● **DO THIS**: Copy only this range: the line with "Put a dot on every instance of the blurred" through the final line of the material, inclusive at both ends.

>>>>>

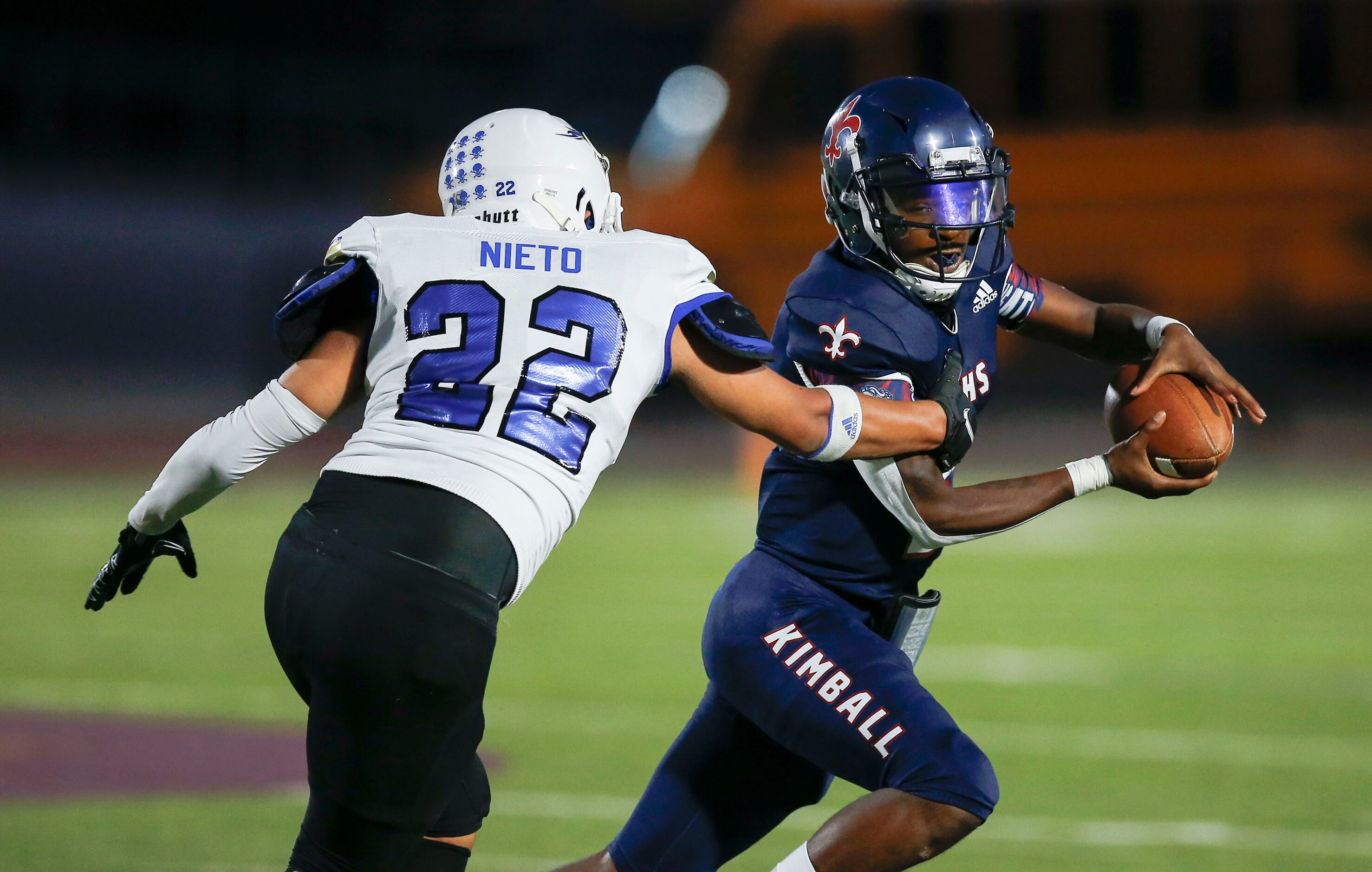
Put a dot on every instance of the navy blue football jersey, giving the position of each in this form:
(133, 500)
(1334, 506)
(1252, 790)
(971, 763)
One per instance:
(845, 321)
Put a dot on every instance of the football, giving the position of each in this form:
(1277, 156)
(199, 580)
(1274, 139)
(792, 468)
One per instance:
(1198, 434)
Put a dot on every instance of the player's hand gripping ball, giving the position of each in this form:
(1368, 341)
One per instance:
(1198, 434)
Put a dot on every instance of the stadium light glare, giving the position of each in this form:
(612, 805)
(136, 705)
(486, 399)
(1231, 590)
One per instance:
(689, 107)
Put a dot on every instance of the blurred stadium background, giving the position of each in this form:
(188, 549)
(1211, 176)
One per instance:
(1177, 686)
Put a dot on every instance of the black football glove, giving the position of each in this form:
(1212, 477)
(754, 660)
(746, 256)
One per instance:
(132, 557)
(962, 416)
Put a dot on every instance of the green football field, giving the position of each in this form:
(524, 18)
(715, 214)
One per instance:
(1163, 686)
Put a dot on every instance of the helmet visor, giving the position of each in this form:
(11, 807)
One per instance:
(962, 203)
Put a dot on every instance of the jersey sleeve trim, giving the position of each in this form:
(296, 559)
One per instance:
(681, 312)
(1020, 298)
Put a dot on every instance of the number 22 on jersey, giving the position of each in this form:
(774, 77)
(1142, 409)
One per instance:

<<<<<

● **WRITTEN REPLY**:
Put a dot on every instance of the blurred stadium background, giving the position of each in this form:
(188, 549)
(1211, 176)
One per instance:
(1177, 686)
Put a dot on every instance of the black football glove, giving the position of each in this form:
(1212, 477)
(754, 660)
(746, 256)
One per instance:
(132, 557)
(962, 416)
Put a dot on every instance of the green football field, giving the position of each in this form:
(524, 18)
(715, 214)
One per instance:
(1163, 686)
Put a dot on every instance of the helmet visor, giving the position of each in this form:
(11, 807)
One per instance:
(962, 203)
Put a dot on every instance of the jersey sleeve trim, giving the position of each in this form:
(296, 559)
One per instance:
(681, 312)
(1020, 298)
Put a dot on every instance of the number 22 on jersey, giving the position of each in this form:
(774, 77)
(1142, 409)
One per instance:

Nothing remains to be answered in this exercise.